== Data supplied ==

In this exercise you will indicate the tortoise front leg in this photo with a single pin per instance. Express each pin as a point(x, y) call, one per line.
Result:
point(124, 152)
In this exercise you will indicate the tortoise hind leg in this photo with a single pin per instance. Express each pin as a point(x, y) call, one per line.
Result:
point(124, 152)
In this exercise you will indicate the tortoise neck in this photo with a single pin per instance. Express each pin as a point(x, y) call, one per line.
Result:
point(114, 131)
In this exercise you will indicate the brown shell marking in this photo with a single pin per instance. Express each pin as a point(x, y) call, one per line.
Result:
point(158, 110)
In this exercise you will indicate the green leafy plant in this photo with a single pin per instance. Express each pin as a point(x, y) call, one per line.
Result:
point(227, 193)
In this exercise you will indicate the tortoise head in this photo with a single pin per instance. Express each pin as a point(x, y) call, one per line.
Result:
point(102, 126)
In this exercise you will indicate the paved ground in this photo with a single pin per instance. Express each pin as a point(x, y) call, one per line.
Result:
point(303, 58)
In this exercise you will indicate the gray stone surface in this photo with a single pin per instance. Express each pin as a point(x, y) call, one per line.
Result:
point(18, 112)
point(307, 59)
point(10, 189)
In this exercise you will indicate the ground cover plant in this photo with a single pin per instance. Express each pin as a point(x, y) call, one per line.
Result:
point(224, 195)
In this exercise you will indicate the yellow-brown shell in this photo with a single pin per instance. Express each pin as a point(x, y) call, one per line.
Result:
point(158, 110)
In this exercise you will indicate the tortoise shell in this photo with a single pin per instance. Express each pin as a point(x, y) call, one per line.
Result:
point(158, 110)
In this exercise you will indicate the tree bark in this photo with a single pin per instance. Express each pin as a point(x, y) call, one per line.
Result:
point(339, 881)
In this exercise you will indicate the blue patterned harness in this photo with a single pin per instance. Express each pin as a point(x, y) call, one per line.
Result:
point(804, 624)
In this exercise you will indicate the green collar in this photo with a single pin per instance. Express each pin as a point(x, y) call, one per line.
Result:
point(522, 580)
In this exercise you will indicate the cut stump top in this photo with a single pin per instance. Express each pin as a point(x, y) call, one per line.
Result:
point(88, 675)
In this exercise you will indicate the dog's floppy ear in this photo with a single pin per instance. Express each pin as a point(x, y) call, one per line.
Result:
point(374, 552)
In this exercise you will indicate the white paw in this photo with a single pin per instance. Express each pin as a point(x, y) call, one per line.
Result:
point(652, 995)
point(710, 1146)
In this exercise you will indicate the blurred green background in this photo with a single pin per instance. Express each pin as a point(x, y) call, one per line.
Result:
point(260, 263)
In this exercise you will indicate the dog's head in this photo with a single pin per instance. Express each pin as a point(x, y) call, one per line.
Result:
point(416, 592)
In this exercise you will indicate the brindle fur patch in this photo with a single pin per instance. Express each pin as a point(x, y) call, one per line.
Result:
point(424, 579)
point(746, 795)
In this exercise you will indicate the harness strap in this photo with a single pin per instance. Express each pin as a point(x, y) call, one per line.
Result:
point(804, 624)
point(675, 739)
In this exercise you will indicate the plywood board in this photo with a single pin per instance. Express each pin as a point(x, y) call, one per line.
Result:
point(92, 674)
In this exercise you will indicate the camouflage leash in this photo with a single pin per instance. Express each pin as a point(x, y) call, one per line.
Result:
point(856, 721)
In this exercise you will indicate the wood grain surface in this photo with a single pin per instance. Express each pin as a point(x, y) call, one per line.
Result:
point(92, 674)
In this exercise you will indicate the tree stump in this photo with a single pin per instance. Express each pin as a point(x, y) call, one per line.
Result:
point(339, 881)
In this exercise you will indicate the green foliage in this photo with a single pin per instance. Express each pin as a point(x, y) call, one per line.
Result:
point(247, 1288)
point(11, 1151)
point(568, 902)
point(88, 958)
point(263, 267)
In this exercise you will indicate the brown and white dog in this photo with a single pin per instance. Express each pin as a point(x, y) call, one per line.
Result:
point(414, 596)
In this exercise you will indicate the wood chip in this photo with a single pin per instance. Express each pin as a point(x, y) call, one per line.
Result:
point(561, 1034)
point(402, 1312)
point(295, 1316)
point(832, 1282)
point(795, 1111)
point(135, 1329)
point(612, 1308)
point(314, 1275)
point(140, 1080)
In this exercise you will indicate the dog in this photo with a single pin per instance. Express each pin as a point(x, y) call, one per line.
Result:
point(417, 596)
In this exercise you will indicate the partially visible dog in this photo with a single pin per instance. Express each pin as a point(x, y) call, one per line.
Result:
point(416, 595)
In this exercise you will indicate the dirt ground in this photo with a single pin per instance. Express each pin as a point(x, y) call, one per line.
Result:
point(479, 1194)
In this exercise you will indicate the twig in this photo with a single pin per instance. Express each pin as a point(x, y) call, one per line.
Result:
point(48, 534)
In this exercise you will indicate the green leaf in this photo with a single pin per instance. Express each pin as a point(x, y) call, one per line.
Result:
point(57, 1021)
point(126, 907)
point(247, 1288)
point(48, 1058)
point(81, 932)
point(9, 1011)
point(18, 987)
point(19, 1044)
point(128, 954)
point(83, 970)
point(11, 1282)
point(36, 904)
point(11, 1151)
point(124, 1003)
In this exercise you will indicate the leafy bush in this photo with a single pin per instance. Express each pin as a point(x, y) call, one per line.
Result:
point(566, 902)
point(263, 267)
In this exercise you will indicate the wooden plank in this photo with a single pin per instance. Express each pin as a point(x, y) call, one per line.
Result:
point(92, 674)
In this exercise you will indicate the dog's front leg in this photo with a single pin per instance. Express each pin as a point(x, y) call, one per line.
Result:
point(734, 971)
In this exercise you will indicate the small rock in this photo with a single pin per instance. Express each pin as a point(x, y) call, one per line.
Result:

===

→ What you need to do: Rewrite all of the items above so that every occurrence of "a single pin per instance" becomes "exactly one pin per instance", with nothing else altered.

→ Reply to the task:
In this exercise you will indicate the tortoise front leg in this photo with exactly one pin per instance. Express each pin as a point(x, y) call, one per line.
Result:
point(124, 152)
In this exercise you will indicate the tortoise hind leg in this photo with exactly one pin per instance. Express each pin as a point(x, y) call, one per line.
Result:
point(124, 152)
In this exercise you will indicate the tortoise neck in this photo with exactly one pin per instance. Express each pin as a point(x, y) call, one per line.
Result:
point(114, 131)
In this exercise you will indicate the brown shell marking in this photo with exactly one pin per instance. Express each pin as a point(x, y) call, one per line.
Result:
point(158, 110)
In this exercise you will indicate the green leafy plant in this photo with exactly one pin per instance. Express each pin as a point(x, y) call, one per line.
Result:
point(227, 193)
In this exercise you will indicate the tortoise head in this photo with exactly one pin per instance. Express each pin as a point(x, y) call, one per line.
Result:
point(102, 126)
In this exercise you will indicate the paved ground in this photo with exactly one pin per instance. Express each pin as a point(x, y) call, one per line.
Result:
point(303, 58)
In this exercise you will indicate the gray stone surface in this photo with exactly one pin per instance. Express each pin as a point(x, y) call, one per line.
Result:
point(18, 112)
point(307, 59)
point(10, 189)
In this exercise you will indicate the ground cover plant in this photo with exactly one pin per instance. Express each pin as a point(x, y) call, one per line.
Result:
point(224, 195)
In this exercise you will indicate the yellow-brown shell in this photo with exactly one pin per instance. Express each pin as a point(x, y) call, one per line.
Result:
point(158, 110)
In this exercise you will indicate the tortoise shell in this photo with exactly one pin per instance. Express each pin as a point(x, y) call, one per line.
Result:
point(158, 110)
In this exercise you will indicate the tree bark in this photo with exactly one pin per instance. Express each pin as a point(x, y) call, one per line.
Result:
point(339, 881)
In this exercise you will indicate the blue patterned harness in this photo with exactly one pin per instance. Express each pin as a point(x, y) call, one per line.
Result:
point(804, 624)
In this exercise you will indicate the green collar in this photo with exactly one pin per instance. Express each pin as a point(x, y) call, one per line.
Result:
point(522, 580)
In this exercise you will indicate the cut stump top in this photo with exactly one pin per instance. Express each pin as a point(x, y) call, one per line.
Result:
point(88, 675)
In this exercise you will indicate the dog's floppy ear in this photo with exactly one pin per instance. Express each pin as a point(x, y) call, one per line.
Result:
point(374, 552)
In this exercise you will indicate the white paw in this photo with exactly one pin per instance. Express each pin as a point(x, y) call, one per line.
Result:
point(652, 995)
point(710, 1146)
In this exercise you will indicate the blurred green background in this photo with exactly one pin per instance. Express each pin as a point(x, y) call, one per line.
Result:
point(260, 263)
In this exercise you will indicate the dog's head in this photo with exactly one pin per instance. Express each pin as a point(x, y) call, one per line.
Result:
point(416, 592)
In this exercise you will indicate the brindle fur patch in this photo with exactly one pin per instance. Express each pin as a point(x, y) call, one per line.
Result:
point(424, 579)
point(746, 795)
In this exercise you will indicate the harness strap in this photo with exactly one pin per instance. Express each pin as a point(x, y) call, one per line.
Result:
point(804, 624)
point(675, 739)
In this exercise you will indicate the plywood board in this photo with exactly one pin per instance. Express each pin as a point(x, y) call, one per line.
Result:
point(92, 674)
In this exercise you will indicate the camouflage leash in this photo with exactly one pin per instance. Express each pin as a point(x, y) call, one per line.
Result:
point(856, 721)
In this exercise you will indicate the wood grain surface in this photo with exactly one pin per instance. Express each pin as a point(x, y) call, one per line.
Result:
point(92, 674)
In this exercise you will indicate the tree stump in this photo with exactly one pin per instance. Express each pin as a point(x, y) call, one per line.
Result:
point(339, 881)
In this exercise you will indicate the green foliage in this photo with exactly one pin per instance. Express each pin as a point(x, y) call, one per line.
Result:
point(247, 1288)
point(11, 1151)
point(568, 902)
point(88, 958)
point(263, 267)
In this exercise you will indicate the brown and white dog in this photo with exactly one pin per instance. Express each pin as a point(x, y) call, one per line.
Result:
point(414, 596)
In this exercise you will indicate the wood chip in this photo with exactly one pin per instance. Express each pin as a point(x, y) call, one per line.
Result:
point(561, 1034)
point(402, 1312)
point(295, 1316)
point(832, 1282)
point(795, 1111)
point(135, 1329)
point(612, 1308)
point(314, 1275)
point(140, 1080)
In this exercise you will indicate the dog in this photo with exactly one pin per instance. Express each pin as a point(x, y) call, one per line.
Result:
point(417, 596)
In this exercise you will indicate the partially visible dog in this photo with exactly one pin per instance. Express each pin as a point(x, y) call, one per line.
Result:
point(416, 595)
In this exercise you will indicate the dirt ground in this photo with exactly one pin per instance. Express each pin as a point(x, y) call, one per line.
Result:
point(479, 1194)
In this exercise you will indicate the twig in this photo with exactly one pin per instance. Express each pin as a point(x, y) call, one per line.
Result:
point(48, 534)
In this exercise you will indicate the green leaf in this photo with exactly one pin per instance. Express each pin as a point(x, y) call, one per line.
Result:
point(57, 1021)
point(126, 907)
point(247, 1288)
point(48, 1058)
point(81, 932)
point(9, 1011)
point(18, 987)
point(19, 1044)
point(128, 954)
point(83, 970)
point(11, 1282)
point(36, 904)
point(11, 1151)
point(124, 1003)
In this exercise you will indicate the leafy bush in this photo with exactly one pin per instance. Express each pin as a point(x, y) call, one per line.
Result:
point(566, 902)
point(263, 267)
In this exercise you will indicate the wooden plank in this photo with exactly one pin per instance. Express each pin as a point(x, y) call, one per line.
Result:
point(92, 674)
In this exercise you will indicate the dog's front leg in this photo with exactly one pin per instance. Express each pin as a point(x, y) call, one per line.
Result:
point(734, 971)
In this exercise you will indicate the small rock in this photo with exactly one pin per instance. Express each pin as a point(x, y) call, one per line.
Result:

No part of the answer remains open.